Uygulama diğer maçlarda da tuttu, Anadolu’da bile aynı ilgi tribünlere yansıdı.
Herhalde son Beşiktaş - Fenerbahçe maçı da bu sezonun unutulmayacakları arasına girecek.
Geçen hafta maçı izlerken duyduklarıma inanamadım.
O renkli koro, hakemin beğenmediği kararları sonrasında, Fenerbahçe’nin yediği gol sonrasında başka bir ruh haline döndü.
Stres artınca, şampiyonluk yarışı kızışınca galiba kadınlarımız da düzene ayak uydurdu. Tıpkı küfürlü tezahürattan ceza alan erkek taraftarlar gibi onlar da dillerinden küfrü eksik etmemeye başladılar.
İster misiniz, sürprizlerle geçen bir sezonun sonunda bir takımımız da böyle bir ceza alsın.
Olur mu olur...
Fotoğraf bile çektirmemiş bir nesil
Bugün 6 Mayıs, Deniz Gezmiş’in, Hüseyin İnan’ın, Yusuf Aslan’ın idamlarının kırkıncı yıldönümü... Deniz’ler için sevgili Can Dündar yeni bir belgesel hazırlamış. “Delikanlım, iyi bak yıldızlara” adında...
Belgeselle ilgili Can Dündar ilginç bir ayrıntı açıklıyor...

- **Yapılacak görevler**:
A. Futbol ve belgesel yazısına göre aşağıdaki soruları yanıtlayın:
(i) Bu sezonun unutulmayacakları arasına gireceği düşünülen maç hangisidir?
(ii) 6 Mayıs hangi olayın kaçıncı yıldönümüdür?
(iii) Can Dündar'ın hazırladığı belgeselin adı nedir?
B. Futbol ve belgesel yazısında "Uygulama diğer maçlarda" ile "eksik etmemeye başladılar." arasındaki bölümü, bu iki ifade de dahil olmak üzere birebir aktarın.
C. Futbol ve belgesel yazısını, gösterilen son cümleden sonra gelecek şekilde sürdürün.
Liste bu yazıyla ilgili değildir.

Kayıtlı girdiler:
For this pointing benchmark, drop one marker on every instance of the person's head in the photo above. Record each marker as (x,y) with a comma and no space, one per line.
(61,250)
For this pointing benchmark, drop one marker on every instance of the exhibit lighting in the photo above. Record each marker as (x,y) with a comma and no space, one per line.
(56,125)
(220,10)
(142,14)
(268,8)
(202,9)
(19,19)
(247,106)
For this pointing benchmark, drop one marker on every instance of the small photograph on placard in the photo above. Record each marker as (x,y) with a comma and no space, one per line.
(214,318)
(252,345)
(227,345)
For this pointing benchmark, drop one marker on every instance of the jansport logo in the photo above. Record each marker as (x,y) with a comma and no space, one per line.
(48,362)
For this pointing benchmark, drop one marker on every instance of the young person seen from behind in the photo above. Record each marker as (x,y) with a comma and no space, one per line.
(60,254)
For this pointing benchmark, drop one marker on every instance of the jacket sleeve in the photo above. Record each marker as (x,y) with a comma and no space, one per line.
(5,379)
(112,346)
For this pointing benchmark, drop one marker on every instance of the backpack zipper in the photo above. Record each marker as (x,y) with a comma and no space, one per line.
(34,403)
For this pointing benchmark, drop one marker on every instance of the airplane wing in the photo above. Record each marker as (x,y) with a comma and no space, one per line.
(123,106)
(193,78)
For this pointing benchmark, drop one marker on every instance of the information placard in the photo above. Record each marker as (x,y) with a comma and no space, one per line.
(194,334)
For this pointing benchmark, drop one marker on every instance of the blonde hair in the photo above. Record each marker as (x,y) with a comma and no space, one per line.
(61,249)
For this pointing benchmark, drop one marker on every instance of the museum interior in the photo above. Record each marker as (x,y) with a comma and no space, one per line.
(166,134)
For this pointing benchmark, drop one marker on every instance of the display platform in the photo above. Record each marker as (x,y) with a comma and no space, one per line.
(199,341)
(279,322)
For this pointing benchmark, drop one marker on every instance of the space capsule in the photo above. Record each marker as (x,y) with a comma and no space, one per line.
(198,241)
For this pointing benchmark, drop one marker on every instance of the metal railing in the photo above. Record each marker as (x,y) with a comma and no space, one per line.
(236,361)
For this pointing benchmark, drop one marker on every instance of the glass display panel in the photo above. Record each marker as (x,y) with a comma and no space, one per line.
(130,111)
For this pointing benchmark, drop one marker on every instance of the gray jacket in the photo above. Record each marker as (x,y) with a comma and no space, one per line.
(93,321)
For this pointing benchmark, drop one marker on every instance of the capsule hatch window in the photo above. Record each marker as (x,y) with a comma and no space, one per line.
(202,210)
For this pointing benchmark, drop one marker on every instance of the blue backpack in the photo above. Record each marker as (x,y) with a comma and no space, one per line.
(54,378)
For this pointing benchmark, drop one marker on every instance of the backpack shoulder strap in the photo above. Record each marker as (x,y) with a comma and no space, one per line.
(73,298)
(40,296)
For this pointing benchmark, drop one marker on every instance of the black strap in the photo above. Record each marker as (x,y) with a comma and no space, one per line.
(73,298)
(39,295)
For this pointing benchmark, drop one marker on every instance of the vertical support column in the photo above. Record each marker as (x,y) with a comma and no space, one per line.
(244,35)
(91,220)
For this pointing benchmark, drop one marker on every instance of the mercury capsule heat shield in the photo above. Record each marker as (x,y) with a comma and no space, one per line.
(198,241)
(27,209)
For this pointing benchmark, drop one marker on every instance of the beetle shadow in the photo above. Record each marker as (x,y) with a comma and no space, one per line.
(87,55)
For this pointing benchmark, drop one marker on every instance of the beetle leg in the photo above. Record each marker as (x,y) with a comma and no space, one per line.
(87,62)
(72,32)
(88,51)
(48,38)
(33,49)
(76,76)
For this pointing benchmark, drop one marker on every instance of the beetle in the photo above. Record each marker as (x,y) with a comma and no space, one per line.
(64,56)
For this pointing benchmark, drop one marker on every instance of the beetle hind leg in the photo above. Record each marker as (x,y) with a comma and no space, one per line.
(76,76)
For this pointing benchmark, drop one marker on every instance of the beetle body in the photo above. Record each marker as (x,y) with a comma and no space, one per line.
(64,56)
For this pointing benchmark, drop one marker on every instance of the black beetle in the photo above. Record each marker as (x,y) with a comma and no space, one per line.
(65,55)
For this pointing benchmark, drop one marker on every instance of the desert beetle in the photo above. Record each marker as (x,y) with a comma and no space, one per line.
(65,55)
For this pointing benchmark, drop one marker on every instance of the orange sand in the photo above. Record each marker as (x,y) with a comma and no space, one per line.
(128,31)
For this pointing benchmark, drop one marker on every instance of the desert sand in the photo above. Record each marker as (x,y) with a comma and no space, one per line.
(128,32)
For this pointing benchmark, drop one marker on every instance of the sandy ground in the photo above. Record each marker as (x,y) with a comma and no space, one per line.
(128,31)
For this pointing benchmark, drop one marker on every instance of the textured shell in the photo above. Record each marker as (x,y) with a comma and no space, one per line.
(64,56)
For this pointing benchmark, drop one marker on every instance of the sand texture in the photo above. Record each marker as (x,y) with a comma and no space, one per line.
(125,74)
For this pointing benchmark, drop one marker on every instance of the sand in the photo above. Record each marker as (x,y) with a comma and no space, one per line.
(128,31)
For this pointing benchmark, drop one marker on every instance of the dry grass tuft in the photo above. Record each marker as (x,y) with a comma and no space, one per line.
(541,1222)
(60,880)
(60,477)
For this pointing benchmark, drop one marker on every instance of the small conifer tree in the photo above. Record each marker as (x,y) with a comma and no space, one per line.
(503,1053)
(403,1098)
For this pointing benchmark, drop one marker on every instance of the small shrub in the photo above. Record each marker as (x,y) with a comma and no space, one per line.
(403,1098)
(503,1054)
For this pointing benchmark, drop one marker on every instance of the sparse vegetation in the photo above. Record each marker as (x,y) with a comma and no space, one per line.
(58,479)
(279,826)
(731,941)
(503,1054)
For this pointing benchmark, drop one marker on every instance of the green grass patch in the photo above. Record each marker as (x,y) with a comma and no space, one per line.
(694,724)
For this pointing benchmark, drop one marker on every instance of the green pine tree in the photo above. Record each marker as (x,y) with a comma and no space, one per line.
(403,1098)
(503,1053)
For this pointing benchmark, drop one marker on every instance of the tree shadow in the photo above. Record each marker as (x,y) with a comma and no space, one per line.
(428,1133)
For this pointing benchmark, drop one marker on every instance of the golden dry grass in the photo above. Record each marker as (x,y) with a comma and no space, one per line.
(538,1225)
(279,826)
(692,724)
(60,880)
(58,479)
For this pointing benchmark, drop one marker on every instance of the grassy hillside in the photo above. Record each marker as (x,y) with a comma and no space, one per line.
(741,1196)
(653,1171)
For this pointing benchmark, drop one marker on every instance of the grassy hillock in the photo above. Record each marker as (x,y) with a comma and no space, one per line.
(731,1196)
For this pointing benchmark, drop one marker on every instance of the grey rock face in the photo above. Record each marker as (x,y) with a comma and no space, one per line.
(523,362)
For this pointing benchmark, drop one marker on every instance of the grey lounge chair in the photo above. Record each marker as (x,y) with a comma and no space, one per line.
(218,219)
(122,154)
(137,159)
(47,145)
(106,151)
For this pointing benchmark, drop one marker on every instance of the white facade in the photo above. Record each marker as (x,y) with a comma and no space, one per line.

- **Görev sonuçları**:
A.
(i) Son Beşiktaş - Fenerbahçe maçı.
(ii) Deniz Gezmiş, Hüseyin İnan ve Yusuf Aslan'ın idamlarının kırkıncı yıldönümü.
(iii) "Delikanlım, iyi bak yıldızlara".

B.
Uygulama diğer maçlarda da tuttu, Anadolu’da bile aynı ilgi tribünlere yansıdı.
Herhalde son Beşiktaş - Fenerbahçe maçı da bu sezonun unutulmayacakları arasına girecek.
Geçen hafta maçı izlerken duyduklarıma inanamadım.
O renkli koro, hakemin beğenmediği kararları sonrasında, Fenerbahçe’nin yediği gol sonrasında başka bir ruh haline döndü.
Stres artınca, şampiyonluk yarışı kızışınca galiba kadınlarımız da düzene ayak uydurdu. Tıpkı küfürlü tezahürattan ceza alan erkek taraftarlar gibi onlar da dillerinden küfrü eksik etmemeye başladılar.

C.
“Belgesele koymadığım bir hikaye var. Deniz, Mamak’ta bir tabure koyup asılırken nasıl yapacağını prova ediyor. Asıldıktan sonra doğal refleksler oluyor, çırpınmak ya da kirlenmek, neyse... Onlar olmasın diye neler yapabileceklerini konuşuyorlar. 20’li yaşların başındaki çocukların bunları konuştuğunu insanların algılaması için ya o yaşlarını hatırlaması lazım ya da o yaşta çocuk sahibi olması lazım. Ben Erdal Eren’in idamının ne anlama geldiğini, oğlum 17 yaşına çok daha net anladım. O zaman teninize değiyor.”
Türkiye’nin unutmak istediği yıllar bunlar... Demokrasimizin cevap veremediği olayların başında geliyor.
Düşünebiliyor musunuz, 20’li yaşlarda idamının provasını yapan gençler... Can Dündar’dan birkaç çarpıcı yorum daha...
“O kadar kısacık bir hayat ki aslında, dolu dolu yaşanmış... Montaj yaparken konuşursun, ‘Gençlik fotoğrafını ver, orta yaş fotoğrafını ver...’ diye. Burada hiç öyle bir şansımız olmadı. Fotoğraf çektirmeye bile vakti olmamış bir nesilden söz ediyoruz.”
Bu Pazar yapacaklarım
Yoğunluktan DVD’sini alıp bir kenara koyduğum iki filmi art arda seyredeceğim. Birincisi bir Türk filmi “Çınar Ağacı”, ikincisi Oscar alan “The Artist” filmi... “Çınar Ağacı”nı izleyen herkes tavsiye etti, “The Artist”i anlatmama gerek yok herhalde...
Bir de dizi, art arda kaçırdığım iki bölümü... CNBC-E’nin yeni başlayan ve başrollerde Dustin Hoffman ve Nick Nolte’un olduğu Luck dizisini seyredeceğim. Luck’u tavsiye ederim, güzel bir dizi... Bir de bu dizide iki sevdiğim oyuncu var.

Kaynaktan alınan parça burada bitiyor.